→ **TASK TO COMPLETE**:
Would you return every line of the listing below that has "after" in it?
════════════════════
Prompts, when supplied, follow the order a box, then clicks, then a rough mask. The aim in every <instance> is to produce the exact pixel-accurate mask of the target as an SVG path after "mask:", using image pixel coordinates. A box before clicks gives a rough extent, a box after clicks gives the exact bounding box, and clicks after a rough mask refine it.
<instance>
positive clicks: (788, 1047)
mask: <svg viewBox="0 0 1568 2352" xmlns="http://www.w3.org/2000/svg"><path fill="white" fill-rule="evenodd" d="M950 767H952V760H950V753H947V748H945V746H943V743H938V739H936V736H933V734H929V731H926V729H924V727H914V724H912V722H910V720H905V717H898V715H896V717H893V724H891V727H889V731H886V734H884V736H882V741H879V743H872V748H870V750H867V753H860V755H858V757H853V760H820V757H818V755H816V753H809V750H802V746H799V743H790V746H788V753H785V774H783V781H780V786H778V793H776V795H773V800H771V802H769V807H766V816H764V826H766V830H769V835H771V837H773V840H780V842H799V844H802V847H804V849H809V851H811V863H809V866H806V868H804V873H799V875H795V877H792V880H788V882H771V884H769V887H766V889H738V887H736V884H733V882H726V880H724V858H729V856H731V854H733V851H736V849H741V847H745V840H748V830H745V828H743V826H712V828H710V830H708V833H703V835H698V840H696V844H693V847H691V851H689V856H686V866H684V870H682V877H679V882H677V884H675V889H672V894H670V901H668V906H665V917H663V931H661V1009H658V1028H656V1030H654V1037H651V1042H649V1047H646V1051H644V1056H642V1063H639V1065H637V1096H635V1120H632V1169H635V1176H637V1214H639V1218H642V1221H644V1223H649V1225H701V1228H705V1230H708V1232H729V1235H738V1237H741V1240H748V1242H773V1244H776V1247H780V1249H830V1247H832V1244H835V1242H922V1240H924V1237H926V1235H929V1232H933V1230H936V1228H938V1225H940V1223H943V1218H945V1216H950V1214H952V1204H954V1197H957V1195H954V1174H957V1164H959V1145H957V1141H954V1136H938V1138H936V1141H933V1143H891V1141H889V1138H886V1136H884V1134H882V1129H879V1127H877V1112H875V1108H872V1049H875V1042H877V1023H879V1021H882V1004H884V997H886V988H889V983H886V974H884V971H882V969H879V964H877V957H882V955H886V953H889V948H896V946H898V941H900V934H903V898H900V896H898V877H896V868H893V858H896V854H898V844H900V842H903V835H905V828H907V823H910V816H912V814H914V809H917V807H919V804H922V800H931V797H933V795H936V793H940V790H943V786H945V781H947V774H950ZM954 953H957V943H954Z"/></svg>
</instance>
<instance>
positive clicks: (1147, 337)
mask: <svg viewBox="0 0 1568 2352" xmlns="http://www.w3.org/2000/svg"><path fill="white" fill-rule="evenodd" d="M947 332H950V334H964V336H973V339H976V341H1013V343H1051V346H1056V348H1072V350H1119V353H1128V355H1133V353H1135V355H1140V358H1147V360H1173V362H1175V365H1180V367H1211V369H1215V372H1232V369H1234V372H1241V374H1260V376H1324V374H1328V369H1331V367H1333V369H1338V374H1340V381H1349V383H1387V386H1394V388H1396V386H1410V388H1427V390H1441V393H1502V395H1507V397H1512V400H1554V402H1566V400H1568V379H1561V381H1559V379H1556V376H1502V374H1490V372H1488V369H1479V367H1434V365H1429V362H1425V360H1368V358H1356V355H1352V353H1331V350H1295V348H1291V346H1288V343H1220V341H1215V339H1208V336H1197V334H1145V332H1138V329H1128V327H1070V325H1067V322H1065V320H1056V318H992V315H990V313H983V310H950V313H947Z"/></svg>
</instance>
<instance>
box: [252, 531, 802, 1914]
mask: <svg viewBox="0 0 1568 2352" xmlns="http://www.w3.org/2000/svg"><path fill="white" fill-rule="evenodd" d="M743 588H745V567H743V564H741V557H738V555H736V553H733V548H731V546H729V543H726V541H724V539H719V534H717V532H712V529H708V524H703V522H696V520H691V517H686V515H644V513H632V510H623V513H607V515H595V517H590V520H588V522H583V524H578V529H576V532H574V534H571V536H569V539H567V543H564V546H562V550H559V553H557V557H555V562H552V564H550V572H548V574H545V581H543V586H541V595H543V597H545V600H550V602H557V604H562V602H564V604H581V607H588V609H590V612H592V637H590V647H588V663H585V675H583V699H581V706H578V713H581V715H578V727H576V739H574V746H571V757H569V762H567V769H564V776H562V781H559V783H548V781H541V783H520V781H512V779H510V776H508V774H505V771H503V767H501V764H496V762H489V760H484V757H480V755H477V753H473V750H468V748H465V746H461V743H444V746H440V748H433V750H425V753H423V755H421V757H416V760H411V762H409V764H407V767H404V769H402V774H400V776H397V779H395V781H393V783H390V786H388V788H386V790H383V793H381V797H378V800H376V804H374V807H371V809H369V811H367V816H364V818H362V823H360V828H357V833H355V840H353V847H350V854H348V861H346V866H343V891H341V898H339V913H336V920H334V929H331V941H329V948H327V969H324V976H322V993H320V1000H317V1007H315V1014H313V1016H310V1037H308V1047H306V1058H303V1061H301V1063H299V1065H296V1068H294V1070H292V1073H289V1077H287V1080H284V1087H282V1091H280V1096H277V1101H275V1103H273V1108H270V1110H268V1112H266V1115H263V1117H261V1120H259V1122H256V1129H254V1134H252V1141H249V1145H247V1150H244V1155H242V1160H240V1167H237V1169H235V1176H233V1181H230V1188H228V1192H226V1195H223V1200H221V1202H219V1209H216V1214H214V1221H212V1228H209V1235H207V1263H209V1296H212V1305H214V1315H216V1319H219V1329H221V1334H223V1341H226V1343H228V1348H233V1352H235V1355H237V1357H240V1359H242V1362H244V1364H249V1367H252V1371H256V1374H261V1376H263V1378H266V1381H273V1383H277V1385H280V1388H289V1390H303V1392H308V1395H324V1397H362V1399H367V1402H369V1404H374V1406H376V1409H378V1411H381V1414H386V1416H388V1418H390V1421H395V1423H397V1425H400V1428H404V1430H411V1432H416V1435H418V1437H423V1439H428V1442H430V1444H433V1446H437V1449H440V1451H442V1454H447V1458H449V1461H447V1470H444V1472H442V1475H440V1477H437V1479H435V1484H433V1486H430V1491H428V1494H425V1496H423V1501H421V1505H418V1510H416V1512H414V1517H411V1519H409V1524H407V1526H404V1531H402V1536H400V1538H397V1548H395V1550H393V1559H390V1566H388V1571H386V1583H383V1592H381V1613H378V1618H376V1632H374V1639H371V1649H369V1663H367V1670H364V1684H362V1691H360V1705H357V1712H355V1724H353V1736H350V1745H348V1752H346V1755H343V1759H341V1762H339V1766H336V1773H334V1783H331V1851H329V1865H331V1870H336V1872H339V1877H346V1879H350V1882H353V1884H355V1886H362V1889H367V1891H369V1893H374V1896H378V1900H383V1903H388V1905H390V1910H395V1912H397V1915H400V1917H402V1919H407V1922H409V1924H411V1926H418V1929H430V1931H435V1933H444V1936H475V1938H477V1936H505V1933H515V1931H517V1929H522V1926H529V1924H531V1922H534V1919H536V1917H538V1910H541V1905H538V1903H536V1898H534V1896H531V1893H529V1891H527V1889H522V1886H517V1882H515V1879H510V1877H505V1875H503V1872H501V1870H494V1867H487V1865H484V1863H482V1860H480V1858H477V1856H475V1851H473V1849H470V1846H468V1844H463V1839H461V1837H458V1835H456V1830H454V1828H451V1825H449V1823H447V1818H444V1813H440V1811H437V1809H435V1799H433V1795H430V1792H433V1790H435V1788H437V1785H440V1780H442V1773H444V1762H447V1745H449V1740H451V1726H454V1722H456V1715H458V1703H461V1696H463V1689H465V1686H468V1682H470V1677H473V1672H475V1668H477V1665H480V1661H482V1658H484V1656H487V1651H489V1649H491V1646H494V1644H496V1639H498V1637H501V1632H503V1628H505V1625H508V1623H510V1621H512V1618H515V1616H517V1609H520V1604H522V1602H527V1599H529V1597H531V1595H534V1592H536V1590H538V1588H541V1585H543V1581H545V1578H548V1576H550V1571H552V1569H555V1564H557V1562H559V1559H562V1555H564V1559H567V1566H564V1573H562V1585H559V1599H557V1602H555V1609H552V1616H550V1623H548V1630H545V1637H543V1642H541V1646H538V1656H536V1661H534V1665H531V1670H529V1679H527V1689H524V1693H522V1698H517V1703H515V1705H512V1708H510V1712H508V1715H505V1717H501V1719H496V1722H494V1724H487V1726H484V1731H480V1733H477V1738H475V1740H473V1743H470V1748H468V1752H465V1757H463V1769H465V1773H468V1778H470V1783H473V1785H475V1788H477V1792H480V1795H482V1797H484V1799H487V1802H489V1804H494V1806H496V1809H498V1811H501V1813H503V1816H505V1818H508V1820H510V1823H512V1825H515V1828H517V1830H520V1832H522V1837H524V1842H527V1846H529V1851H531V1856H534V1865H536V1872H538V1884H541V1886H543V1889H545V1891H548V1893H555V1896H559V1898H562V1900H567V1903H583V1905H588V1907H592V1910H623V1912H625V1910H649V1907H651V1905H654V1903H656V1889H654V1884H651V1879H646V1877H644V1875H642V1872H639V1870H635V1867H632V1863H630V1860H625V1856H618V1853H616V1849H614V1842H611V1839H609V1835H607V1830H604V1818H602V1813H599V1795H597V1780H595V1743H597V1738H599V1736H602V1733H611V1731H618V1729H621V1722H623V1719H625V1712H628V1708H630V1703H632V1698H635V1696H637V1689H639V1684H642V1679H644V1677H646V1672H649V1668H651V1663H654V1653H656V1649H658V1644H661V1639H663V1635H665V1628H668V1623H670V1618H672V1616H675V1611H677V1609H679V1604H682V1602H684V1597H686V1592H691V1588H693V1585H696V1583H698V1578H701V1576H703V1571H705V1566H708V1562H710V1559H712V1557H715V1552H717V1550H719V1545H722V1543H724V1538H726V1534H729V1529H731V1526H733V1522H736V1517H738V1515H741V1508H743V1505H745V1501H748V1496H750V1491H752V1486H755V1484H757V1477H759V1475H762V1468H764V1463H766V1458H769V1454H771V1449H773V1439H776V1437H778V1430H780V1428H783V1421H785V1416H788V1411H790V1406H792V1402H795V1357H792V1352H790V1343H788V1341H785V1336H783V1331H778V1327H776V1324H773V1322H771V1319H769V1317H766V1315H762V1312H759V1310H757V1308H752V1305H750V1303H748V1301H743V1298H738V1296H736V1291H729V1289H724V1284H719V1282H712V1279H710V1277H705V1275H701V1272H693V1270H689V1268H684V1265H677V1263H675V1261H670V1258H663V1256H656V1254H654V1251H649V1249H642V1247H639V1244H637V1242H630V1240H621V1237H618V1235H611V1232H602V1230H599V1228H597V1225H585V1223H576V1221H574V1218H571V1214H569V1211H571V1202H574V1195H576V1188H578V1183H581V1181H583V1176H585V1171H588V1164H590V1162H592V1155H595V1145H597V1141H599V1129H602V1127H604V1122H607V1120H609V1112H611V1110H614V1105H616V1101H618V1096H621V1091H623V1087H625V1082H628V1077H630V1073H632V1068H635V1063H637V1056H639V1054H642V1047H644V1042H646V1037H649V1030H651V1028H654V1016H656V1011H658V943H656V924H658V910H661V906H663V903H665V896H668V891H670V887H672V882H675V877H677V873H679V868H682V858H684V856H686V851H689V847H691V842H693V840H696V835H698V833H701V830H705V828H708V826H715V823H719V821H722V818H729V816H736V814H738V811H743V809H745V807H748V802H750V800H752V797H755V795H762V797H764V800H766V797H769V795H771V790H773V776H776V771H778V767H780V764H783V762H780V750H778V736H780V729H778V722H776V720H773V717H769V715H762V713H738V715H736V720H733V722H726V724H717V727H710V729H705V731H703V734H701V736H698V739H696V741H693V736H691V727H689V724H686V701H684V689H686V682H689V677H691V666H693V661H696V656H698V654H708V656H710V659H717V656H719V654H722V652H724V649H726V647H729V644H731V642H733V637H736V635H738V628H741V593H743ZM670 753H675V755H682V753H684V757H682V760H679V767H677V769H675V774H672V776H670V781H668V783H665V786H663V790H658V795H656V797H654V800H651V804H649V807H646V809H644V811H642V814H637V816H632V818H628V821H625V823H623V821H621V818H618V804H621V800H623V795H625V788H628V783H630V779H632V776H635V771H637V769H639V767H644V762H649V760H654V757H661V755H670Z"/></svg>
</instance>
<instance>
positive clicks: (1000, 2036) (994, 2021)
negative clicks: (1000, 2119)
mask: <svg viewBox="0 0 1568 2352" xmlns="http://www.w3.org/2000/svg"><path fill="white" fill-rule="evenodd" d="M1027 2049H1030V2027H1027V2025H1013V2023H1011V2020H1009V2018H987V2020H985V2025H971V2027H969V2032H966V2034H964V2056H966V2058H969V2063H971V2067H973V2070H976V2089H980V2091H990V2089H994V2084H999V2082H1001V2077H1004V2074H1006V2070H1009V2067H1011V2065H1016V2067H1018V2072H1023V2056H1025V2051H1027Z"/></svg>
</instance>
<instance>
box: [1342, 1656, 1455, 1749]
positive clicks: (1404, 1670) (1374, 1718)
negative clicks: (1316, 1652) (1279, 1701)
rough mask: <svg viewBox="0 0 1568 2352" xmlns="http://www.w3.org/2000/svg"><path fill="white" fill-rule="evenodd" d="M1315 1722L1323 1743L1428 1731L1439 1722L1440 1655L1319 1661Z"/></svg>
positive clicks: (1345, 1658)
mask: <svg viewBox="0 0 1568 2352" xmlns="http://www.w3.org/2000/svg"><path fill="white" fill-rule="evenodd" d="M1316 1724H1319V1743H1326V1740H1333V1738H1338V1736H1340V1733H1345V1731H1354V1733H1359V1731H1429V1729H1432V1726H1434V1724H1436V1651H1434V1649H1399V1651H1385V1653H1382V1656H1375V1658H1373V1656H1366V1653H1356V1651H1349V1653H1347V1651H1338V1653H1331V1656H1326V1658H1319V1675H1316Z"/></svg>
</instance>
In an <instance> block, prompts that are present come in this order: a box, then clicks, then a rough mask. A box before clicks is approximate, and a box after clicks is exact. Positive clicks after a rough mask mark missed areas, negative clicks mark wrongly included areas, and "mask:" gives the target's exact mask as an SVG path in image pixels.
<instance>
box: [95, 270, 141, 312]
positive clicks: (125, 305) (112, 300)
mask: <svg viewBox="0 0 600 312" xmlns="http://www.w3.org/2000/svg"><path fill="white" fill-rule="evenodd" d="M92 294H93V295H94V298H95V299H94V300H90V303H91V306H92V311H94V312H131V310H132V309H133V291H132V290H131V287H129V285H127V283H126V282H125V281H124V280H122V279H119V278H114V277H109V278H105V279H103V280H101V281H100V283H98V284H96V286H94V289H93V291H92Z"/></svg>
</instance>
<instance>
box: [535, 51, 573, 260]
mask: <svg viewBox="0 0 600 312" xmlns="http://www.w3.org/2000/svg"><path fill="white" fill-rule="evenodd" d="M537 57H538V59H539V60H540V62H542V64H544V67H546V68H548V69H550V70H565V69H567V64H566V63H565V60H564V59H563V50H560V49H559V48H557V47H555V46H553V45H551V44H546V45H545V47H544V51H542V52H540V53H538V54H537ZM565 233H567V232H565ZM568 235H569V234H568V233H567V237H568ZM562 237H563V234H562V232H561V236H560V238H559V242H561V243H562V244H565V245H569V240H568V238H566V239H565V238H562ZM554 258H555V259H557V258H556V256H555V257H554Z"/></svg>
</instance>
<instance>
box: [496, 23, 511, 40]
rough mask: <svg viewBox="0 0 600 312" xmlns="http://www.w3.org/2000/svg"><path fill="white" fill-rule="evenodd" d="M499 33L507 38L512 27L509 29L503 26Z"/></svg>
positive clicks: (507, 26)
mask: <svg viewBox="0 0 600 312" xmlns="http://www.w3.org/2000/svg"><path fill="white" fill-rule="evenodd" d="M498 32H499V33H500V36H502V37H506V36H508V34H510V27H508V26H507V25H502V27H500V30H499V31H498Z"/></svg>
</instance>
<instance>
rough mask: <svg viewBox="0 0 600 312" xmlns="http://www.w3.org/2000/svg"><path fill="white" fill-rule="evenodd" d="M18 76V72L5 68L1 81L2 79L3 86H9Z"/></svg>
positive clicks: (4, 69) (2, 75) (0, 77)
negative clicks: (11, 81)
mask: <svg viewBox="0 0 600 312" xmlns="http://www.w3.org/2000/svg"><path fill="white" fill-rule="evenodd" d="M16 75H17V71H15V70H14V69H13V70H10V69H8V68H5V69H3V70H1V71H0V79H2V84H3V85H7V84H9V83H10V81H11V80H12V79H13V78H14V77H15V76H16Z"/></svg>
════════════════════
→ **WRITTEN ANSWER**:
Prompts, when supplied, follow the order a box, then clicks, then a rough mask. The aim in every <instance> is to produce the exact pixel-accurate mask of the target as an SVG path after "mask:", using image pixel coordinates. A box before clicks gives a rough extent, a box after clicks gives the exact bounding box, and clicks after a rough mask refine it.
In an <instance> block, prompts that are present come in this order: a box, then clicks, then a rough mask. A box before clicks is approximate, and a box after clicks is exact. Positive clicks after a rough mask mark missed areas, negative clicks mark wrongly included areas, and "mask:" gives the target's exact mask as an SVG path in image pixels.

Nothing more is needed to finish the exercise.